Document extract:
----
Shrinking Data Files

Downloads
45054.zip

One topic I see discussed frequently in public discussion forums is how to most effectively shrink a database, why it doesn't always shrink as much as you think it should, and how much overhead is involved. Most of the questions deal with the shrinking of the transaction log, probably because you have to understand many details about internal transaction-log usage to get the log file to shrink physically. I see far fewer questions regarding shrinking data files, even though the same command, DBCC SHRINKFILE, can shrink both data files and log files. Perhaps people don't have as many questions about shrinking data files because on the surface, shrinking a data file seems straightforward and the command doesn't have many subtleties. As long as you have free space in your data files, the SHRINKFILE command usually works for shrinking physical data files.

I think people should ask more questions about shrinking data files because even though the SHRINKFILE command appears to work in most cases, SQL Server is doing a lot of work behind the scenes that you might not be aware of. In addition, some ramifications of running this command can degrade performance. First, let's review how the shrink commands work on data files, then I'll look at some performance issues you need to be aware of.
----
(Stored records)
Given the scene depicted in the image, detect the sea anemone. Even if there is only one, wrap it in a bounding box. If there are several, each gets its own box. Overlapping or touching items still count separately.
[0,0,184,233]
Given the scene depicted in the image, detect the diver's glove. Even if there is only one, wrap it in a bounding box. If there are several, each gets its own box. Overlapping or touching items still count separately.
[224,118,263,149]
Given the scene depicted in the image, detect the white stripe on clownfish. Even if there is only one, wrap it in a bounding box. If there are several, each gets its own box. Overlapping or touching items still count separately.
----
Task to carry out:
Answer these questions about the article on shrinking data files:
1. Which command can shrink both data files and log files?
2. Why does the author think most forum questions deal with shrinking the transaction log?
3. What effect can some ramifications of running the shrink command have?

Written reply:
1. DBCC SHRINKFILE.
2. The author thinks it is probably because getting the log file to shrink physically requires understanding many details about internal transaction-log usage.
3. They can degrade performance.